- [Page text]
Kentucky Homeschool Report Card Template and Grading Requirements
Kentucky Homeschool Report Card Template and Grading Requirements
Kentucky does not issue a state report card form for homeschoolers. There is no form to download from the KDE website, no standardized grading scale you must use, and no external authority who reviews your grades. What Kentucky does require is a scholarship report — the state's term for a homeschool academic progress record — updated at regular intervals throughout the year. Creating a practical template for this is simpler than most families expect once you understand what the law is actually asking for.
What the Law Requires
Under KRS 159.040, Kentucky homeschools must maintain scholarship reports in the same manner as required of public school officials. For public schools, that means issuing progress reports to parents every grading period — which runs approximately six to nine weeks. The same interval applies to your homeschool scholarship report.
The subjects that must be covered are defined in KRS 159.010 and related statutes: reading, writing, spelling, grammar, history, mathematics, science, and civics. All instruction must be in English. Beyond naming these subjects and the update interval, the statute does not specify:
- A grading scale
- A letter grade system
- Any particular format for the document
- Whether the document must be typed or handwritten
- Any requirement to submit the report to the district
That last point matters. Your scholarship report is your internal record. You keep it — you do not file it with anyone. The Director of Pupil Personnel has the authority to request an inspection of these records under KRS 159.040, but that is distinct from a submission requirement. Most families will never have a DPP request their records. But if it happens, you want to have them.
Grading: What Kentucky Actually Requires
Here is the short answer: Kentucky has no mandatory grading scale for homeschools. You define your own.
For younger children, many families use narrative assessments — written descriptions of what the student learned and how they are progressing — rather than letter grades. This is fully compliant. "Emma completed a unit on the American Revolution, demonstrated strong comprehension of cause and effect in narrations, and is developing her ability to connect events chronologically" is a valid scholarship report entry for history.
For high school students, using a traditional letter grade system (A–F or percentage-based) is strongly advisable, for one specific reason: you will eventually create a high school transcript. Universities, community colleges, and the Kentucky Community and Technical College System (KCTCS) want to see a GPA. If you have documented letter grades across all four years, building a credible transcript is straightforward. If you have only narrative records for grades 9-11 and suddenly need a GPA for a college application, you are creating a problem for yourself.

- [Stored data]

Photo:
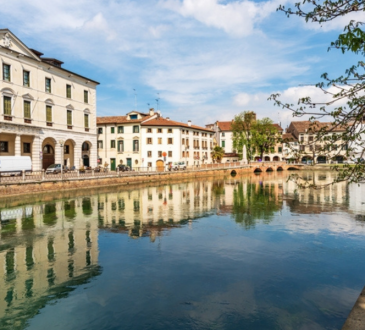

- [Challenge] Go on with the page text on Kentucky homeschool scholarship reports and grading from where it stops.

- [Expected answer]
If you plan to use the Kentucky Educational Excellence Scholarship (KEES) program, note that homeschool GPAs are not recognized by KHEAA. KEES awards for homeschoolers are based exclusively on ACT or SAT scores. So the grading scale you use will not affect KEES eligibility — but it will matter for every other post-secondary application.
What a Compliant Template Looks Like
The minimum content for each scholarship report entry (per grading period):
Header information:
- School name (the name you assigned to your homeschool, e.g., "Morrison Family Academy")
- Student full name
- Academic year and grading period dates (e.g., "September 1 – October 15, 2025")
Per-subject entry for each required subject:
- Subject name
- Topics or curriculum covered during the period
- Assessment of student progress (letter grade, percentage, or narrative)
Optional but useful:
- Number of instructional days in the period
- Curriculum or textbook titles used
- Notes on areas needing additional focus
You do not need a signature from a certified teacher. You do not need a notary. You do not need the document stamped by the district. Sign it yourself as the school administrator — the same role you took on when you submitted your Notice of Intent naming yourself as a primary instructor.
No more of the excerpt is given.